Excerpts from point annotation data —
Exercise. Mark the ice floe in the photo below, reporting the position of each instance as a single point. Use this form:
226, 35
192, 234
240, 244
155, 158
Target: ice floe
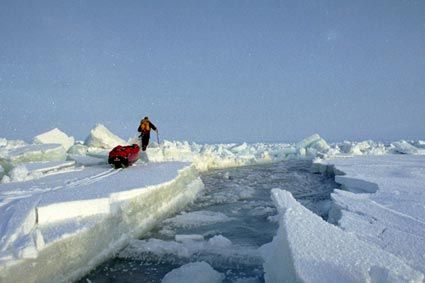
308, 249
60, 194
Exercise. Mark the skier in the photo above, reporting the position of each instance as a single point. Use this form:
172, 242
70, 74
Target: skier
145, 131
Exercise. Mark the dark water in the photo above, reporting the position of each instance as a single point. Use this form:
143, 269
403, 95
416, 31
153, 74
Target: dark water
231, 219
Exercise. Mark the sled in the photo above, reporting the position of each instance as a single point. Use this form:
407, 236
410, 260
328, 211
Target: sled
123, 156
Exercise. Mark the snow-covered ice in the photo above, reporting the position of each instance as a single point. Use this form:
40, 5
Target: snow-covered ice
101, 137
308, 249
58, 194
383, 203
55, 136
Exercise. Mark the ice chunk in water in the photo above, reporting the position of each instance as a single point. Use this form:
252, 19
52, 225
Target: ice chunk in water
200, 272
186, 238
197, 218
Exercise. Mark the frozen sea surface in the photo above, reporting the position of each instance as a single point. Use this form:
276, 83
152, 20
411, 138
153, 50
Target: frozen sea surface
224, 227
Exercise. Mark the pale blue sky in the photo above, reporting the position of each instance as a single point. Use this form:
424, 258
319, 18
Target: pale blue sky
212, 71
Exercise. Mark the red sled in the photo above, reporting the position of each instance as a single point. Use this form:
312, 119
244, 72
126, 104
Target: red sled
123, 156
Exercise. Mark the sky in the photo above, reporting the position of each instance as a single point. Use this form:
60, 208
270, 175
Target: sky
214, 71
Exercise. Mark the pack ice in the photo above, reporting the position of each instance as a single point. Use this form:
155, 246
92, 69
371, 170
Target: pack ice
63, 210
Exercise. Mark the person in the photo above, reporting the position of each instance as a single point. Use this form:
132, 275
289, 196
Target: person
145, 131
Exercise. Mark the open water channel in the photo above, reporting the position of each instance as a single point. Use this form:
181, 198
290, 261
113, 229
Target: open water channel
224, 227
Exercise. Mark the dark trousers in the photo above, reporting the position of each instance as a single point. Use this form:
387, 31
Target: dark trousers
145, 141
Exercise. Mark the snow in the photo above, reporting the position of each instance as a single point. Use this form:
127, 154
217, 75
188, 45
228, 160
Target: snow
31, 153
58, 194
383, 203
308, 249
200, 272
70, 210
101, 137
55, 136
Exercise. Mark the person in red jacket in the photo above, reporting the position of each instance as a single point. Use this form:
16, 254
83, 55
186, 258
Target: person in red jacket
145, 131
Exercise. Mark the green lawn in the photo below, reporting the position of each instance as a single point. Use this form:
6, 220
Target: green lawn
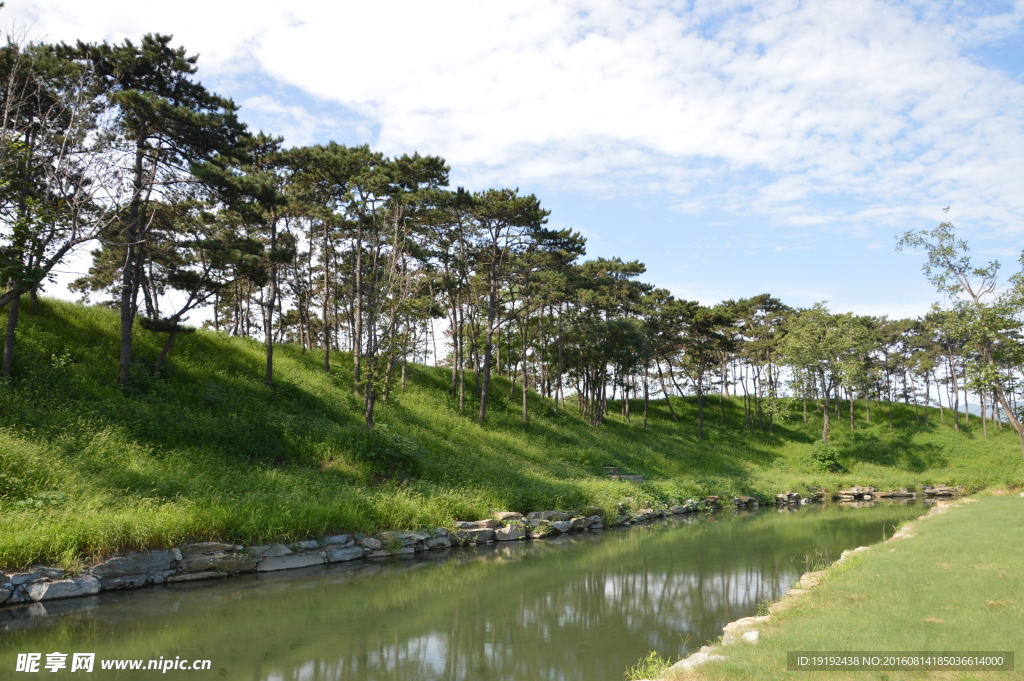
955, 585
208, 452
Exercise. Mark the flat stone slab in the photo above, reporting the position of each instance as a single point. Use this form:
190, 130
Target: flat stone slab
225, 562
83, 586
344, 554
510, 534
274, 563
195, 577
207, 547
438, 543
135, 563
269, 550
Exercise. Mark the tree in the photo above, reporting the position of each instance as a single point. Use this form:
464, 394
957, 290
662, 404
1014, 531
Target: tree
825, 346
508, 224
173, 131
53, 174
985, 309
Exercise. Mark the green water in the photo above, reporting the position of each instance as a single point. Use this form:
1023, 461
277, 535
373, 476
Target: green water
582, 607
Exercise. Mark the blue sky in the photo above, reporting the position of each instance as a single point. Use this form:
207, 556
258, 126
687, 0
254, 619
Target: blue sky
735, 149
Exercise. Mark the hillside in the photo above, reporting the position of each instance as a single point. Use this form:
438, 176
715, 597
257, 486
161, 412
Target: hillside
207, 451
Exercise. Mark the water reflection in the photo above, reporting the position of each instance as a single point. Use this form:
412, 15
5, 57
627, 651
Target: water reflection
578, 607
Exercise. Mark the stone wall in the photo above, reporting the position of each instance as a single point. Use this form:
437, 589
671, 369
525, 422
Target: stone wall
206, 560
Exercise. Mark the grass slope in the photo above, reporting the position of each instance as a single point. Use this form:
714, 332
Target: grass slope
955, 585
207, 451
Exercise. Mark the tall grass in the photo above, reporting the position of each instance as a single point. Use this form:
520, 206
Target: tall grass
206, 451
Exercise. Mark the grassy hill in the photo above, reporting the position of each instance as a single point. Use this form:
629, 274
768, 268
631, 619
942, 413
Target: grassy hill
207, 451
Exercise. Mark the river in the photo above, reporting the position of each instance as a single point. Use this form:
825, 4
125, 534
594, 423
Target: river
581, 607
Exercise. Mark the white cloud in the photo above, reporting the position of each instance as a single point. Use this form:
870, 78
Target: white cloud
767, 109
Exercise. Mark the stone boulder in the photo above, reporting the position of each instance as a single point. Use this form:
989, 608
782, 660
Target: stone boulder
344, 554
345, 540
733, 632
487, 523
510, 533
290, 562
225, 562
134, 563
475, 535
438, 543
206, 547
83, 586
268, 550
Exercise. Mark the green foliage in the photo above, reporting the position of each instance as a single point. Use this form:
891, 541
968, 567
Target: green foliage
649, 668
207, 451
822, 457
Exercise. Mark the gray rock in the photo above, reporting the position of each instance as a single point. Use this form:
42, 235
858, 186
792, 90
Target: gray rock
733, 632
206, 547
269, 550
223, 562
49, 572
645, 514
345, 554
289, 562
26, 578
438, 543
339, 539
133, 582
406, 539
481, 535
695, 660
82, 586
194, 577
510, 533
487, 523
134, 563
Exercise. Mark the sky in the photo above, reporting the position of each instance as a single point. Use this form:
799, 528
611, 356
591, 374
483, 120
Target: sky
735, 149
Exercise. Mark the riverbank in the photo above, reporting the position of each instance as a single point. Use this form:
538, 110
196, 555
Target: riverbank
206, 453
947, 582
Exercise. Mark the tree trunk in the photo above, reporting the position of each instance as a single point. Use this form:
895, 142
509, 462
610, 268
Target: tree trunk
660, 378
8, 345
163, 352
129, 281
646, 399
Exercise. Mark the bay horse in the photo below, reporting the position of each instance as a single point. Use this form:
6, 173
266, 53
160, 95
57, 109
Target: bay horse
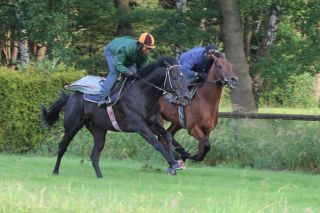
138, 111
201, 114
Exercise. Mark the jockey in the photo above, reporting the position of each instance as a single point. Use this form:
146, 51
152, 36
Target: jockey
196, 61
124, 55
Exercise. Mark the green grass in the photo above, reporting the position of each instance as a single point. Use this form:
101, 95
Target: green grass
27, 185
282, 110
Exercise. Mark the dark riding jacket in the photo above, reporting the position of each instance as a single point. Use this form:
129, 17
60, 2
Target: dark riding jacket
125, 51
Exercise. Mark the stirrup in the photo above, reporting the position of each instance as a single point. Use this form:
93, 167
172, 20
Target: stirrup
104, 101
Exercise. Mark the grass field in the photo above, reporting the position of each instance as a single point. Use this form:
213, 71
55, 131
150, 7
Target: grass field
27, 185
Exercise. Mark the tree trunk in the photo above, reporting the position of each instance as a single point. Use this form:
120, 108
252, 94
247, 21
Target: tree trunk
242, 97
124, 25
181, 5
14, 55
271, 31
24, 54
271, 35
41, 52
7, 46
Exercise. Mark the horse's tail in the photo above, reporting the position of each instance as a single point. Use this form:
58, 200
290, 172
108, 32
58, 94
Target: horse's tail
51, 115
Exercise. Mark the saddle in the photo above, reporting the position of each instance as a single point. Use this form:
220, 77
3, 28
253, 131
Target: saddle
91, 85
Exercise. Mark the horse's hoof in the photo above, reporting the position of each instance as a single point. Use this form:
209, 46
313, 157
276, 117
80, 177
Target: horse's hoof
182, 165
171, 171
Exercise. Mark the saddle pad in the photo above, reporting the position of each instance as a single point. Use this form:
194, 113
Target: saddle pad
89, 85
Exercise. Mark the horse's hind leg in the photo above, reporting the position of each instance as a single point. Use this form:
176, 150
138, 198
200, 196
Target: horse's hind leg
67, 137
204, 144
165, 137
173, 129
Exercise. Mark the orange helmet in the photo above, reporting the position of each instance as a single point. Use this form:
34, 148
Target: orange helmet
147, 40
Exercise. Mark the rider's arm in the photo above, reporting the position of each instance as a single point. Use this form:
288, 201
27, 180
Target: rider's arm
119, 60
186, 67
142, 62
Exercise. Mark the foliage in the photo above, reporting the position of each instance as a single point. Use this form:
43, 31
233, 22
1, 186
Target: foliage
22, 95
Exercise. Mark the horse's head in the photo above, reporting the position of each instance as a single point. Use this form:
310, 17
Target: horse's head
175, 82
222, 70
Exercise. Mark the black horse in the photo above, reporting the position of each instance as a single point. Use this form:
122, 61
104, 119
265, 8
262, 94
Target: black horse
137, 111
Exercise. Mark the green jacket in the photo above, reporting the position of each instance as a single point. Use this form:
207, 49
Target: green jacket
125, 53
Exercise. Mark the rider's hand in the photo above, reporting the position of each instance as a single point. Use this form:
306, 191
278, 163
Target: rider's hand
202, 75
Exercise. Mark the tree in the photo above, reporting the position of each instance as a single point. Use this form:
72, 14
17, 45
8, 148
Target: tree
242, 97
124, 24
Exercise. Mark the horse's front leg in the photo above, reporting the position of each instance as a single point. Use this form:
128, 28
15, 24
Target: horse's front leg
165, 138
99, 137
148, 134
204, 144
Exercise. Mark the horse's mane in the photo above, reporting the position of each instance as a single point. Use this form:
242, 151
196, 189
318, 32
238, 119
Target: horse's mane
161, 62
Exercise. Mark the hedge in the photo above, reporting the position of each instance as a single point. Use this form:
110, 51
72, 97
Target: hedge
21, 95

GOAL —
Copy only this span: the line that contains "Exercise. Mark the black", the last line, and every line between them.

TASK SOLUTION —
Exercise. Mark the black horse in the photo above, reporting the position of each instance as a single point. Use this form:
122, 61
104, 119
265, 8
262, 94
Target: black horse
137, 111
Exercise. Mark the green jacket in the photo above, reporting the position of each instance as a single point. Use this form:
207, 49
Target: green jacket
125, 53
Exercise. Mark the rider's hand in the photo above, reporting the position of each instance as a single point. Use this form:
306, 191
278, 163
Target: rider's hand
202, 75
Exercise. Mark the tree in the photo above, reporting the position of each instance as a single point. Use this form:
72, 14
17, 45
8, 148
Target: tree
242, 97
124, 24
Exercise. Mark the horse's front leg in the photo above, reporting the position of each instance as a single point. Use this form:
128, 28
15, 24
Target: horse's front leg
165, 138
99, 137
148, 134
204, 144
Exercise. Mark the horse's mane in the photo above, reporting the position of each instance as a single point. Use this form:
242, 151
196, 189
318, 32
238, 119
Target: horse's mane
161, 62
Exercise. Mark the hedge in the photo above, reporting the position of each instance as a single point. Use this form:
110, 51
72, 97
Target: hedge
21, 95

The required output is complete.